DOCUMENT EXTRACT —
# How Long Do Crickets Last



## trbjones (Jan 12, 2008)

How Long Do Crickets Last, I Just Been Look At Ricks Livefood And He Sells 250 Small Crickets For 2.50 Which I Think Is A Good Deal, My Gecko Is Still A Baby, How Long Will That Last Me And Will They Keep Fresh

Thanks


----------



## LFG (Apr 2, 2007)

will depend on how you keep them. it is possbile to raise them to adulthood and even breed them given the right conditions, but left untended they can die after a few days.

In brief, keep them fed with bran and small amounts of veg (potato peelings, apple, lettuce, whatever you have scraps of) and provide water in such a way they can't drown (a capful with gravel in it works fine, or improvise).

It's important while moisture is availabe, the enclosure (an ice cream tub with lots of air holes works fine) itself is as dry as possible. keep at room temperature.

that about it...


----------



## DeanThorpe (Apr 9, 2006)

I think the op may have been asking how long 250 small crickets would last with his gecko eating them...

trbJones... is it a leo gecko?
if you only have one gecko your likely to not get through them before they grow too big for the gecko..however at 2-50...it doesnt really matter.

i think, depedning on the age and species of your gecko that small may be a bit small...so ina week pr 2 when they grow they would still be within size range for the gecko so its a good idea.

however the smaller the cricket the more your gecko will eat of course but if your wondering whether to buy one tub or more...I think one is prolly a good start and will last you a bit, plenty long enough to order another tub and have it arrive before you run out...see how it goes/


----------



## Drummerkid (Sep 24, 2007)

Well say your leo eats 10 crickets a day. Then they're going to last for 25 days so they could live that long yes.

I buy crickets by the hundred (standard size) and they last about a month.


----------

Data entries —
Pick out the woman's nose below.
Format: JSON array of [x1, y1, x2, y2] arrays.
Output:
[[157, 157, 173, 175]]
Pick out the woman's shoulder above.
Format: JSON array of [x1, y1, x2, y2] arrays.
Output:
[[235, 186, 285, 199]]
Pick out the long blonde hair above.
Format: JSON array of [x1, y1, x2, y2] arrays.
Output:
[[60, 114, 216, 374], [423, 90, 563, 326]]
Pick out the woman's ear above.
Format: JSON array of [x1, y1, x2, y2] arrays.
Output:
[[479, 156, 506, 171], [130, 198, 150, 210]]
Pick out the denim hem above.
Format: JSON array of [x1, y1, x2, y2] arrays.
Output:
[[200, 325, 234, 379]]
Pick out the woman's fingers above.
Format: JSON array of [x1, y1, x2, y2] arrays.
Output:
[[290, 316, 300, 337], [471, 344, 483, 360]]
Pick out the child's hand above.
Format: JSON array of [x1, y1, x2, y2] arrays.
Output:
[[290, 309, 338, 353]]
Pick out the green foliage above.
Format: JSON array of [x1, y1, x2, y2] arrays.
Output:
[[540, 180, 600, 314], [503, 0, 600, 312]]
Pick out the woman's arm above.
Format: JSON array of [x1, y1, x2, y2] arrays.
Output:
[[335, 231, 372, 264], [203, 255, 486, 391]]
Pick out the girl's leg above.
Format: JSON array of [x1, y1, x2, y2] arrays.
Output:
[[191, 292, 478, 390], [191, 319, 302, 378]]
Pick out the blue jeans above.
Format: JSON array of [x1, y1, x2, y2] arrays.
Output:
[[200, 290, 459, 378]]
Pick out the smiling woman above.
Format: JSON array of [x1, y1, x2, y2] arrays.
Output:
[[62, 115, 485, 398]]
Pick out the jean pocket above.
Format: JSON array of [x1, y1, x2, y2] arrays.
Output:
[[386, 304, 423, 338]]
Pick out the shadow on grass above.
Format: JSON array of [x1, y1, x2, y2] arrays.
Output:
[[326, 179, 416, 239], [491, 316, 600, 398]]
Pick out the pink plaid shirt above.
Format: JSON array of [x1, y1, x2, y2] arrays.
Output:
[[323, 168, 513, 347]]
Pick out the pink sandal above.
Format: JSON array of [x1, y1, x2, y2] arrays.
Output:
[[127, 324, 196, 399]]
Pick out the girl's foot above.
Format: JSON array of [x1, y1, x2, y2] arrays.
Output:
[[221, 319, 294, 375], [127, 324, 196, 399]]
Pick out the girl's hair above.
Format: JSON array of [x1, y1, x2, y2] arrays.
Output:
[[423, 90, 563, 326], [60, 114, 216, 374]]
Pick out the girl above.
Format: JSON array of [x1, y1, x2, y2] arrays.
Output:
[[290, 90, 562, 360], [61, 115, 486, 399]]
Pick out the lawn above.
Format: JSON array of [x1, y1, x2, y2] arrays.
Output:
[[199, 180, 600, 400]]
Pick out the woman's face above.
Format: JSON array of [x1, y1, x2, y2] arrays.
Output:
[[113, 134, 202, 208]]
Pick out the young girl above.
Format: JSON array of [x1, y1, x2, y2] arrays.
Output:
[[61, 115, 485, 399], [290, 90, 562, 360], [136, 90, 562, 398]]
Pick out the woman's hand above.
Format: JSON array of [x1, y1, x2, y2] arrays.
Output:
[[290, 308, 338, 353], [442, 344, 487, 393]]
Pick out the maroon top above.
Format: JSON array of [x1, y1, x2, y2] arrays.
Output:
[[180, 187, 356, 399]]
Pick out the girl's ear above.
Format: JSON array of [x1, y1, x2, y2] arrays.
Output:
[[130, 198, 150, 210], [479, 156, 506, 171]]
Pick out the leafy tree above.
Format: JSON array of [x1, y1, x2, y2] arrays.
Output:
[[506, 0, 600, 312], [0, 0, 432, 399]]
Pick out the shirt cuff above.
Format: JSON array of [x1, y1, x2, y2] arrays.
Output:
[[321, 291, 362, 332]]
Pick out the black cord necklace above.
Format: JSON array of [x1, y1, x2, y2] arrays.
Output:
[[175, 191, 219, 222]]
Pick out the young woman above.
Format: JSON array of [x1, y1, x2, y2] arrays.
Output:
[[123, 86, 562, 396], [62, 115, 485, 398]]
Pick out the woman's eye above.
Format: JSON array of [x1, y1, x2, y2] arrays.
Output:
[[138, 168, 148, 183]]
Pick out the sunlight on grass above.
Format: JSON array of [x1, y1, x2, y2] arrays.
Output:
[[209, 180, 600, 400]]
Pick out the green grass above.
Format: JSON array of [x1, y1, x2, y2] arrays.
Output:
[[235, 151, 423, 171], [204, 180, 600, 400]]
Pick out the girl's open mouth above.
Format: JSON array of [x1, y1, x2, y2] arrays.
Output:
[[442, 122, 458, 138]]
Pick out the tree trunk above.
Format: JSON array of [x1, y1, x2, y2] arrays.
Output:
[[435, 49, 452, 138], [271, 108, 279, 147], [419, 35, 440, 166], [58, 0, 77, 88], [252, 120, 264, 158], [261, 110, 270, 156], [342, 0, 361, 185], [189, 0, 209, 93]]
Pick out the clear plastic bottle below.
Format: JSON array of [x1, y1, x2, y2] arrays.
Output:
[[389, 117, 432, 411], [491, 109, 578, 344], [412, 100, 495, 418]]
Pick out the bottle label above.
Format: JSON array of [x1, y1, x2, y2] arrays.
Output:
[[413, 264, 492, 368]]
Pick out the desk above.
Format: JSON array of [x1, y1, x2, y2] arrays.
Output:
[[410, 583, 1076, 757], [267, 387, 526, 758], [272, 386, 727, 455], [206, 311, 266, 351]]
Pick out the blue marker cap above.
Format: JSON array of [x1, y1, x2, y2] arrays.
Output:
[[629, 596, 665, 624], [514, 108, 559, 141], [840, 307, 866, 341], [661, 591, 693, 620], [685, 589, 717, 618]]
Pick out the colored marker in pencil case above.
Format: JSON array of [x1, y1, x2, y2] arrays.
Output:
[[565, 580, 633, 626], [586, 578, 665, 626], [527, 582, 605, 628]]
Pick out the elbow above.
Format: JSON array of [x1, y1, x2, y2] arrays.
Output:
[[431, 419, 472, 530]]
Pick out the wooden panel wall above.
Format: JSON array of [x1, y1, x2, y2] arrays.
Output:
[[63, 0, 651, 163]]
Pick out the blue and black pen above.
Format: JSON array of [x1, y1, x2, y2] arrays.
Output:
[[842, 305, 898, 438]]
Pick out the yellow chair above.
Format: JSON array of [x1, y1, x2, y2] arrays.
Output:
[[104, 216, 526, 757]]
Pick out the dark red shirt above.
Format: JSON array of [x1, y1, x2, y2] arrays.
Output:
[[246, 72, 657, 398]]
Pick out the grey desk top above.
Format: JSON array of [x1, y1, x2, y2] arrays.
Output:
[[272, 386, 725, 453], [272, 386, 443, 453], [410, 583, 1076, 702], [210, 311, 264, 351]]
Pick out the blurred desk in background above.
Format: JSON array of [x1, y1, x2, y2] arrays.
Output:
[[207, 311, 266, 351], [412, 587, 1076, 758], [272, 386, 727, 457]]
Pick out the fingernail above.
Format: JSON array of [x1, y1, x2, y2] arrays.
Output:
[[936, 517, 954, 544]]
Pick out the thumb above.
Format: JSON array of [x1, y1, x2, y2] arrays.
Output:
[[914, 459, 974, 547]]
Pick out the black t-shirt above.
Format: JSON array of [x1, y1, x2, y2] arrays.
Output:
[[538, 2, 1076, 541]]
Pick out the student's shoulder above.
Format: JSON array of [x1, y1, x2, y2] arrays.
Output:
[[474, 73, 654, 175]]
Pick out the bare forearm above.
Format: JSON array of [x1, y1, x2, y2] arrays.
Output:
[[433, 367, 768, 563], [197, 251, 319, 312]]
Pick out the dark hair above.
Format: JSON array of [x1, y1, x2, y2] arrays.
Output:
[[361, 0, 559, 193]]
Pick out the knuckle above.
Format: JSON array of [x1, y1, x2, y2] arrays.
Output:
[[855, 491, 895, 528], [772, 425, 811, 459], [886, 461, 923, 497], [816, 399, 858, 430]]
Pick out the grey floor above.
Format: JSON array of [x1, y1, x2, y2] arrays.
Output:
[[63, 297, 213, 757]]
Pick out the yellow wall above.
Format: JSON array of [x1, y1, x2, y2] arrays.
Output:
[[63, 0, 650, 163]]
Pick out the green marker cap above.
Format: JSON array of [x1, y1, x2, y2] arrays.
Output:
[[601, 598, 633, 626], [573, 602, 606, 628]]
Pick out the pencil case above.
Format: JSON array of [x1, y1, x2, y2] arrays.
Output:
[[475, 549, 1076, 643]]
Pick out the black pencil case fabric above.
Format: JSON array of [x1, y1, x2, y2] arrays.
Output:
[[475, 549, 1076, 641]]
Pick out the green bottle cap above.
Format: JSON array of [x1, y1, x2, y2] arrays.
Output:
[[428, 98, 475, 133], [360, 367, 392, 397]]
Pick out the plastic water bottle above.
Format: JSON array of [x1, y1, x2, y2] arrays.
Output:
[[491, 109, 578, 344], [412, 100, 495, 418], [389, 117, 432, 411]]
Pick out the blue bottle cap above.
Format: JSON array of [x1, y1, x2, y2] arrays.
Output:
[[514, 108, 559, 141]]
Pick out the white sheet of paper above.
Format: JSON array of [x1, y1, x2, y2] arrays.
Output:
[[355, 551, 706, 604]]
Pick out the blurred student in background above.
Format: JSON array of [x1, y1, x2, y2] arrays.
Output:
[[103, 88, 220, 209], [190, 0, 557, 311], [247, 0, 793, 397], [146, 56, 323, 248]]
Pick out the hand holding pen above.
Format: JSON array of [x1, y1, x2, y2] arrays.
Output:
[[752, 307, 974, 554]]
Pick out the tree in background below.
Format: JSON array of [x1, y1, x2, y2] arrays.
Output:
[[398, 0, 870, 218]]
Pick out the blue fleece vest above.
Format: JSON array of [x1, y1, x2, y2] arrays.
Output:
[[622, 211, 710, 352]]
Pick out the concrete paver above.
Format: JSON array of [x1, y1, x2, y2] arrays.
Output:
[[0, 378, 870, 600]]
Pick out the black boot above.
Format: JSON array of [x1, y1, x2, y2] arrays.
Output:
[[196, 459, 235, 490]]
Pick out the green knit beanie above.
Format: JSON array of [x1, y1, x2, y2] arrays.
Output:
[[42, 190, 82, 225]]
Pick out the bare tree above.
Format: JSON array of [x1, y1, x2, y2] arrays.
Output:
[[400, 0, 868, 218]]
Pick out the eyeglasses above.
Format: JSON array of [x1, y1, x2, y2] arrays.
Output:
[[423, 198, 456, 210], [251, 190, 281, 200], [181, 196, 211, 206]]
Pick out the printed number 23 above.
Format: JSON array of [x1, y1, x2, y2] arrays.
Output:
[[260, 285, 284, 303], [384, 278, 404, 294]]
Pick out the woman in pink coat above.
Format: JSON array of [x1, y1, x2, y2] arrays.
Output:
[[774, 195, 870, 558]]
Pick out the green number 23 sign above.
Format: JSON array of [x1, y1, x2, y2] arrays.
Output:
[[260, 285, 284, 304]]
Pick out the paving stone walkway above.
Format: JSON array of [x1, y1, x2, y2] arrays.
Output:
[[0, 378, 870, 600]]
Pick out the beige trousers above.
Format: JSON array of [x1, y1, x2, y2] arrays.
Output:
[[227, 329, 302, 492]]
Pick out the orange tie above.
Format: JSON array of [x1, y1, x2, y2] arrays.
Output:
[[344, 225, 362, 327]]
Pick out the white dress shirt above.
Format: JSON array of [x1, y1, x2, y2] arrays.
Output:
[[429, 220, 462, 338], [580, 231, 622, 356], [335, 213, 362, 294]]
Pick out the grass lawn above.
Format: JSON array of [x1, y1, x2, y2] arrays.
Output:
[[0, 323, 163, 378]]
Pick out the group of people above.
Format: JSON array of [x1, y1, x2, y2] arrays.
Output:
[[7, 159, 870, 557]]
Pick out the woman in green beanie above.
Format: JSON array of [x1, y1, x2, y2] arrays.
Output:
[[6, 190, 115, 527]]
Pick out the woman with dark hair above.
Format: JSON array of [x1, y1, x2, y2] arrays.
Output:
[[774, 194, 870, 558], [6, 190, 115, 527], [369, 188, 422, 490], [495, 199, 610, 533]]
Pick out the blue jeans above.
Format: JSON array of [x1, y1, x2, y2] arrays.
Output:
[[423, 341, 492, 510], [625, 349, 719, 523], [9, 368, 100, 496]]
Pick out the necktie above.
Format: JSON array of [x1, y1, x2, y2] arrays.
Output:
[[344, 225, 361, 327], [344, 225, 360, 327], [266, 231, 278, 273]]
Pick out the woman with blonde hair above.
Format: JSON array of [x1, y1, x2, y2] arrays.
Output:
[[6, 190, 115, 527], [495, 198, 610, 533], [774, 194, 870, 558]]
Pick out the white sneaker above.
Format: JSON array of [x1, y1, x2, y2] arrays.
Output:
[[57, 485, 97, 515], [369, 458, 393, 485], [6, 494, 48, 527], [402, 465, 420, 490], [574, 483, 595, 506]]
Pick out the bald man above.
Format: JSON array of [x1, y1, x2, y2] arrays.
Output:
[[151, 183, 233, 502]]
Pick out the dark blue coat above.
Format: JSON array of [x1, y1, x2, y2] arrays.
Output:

YOUR TASK —
In the forum thread on how long crickets last, what is suggested as an enclosure for keeping them?

ANSWER —
An ice cream tub with lots of air holes.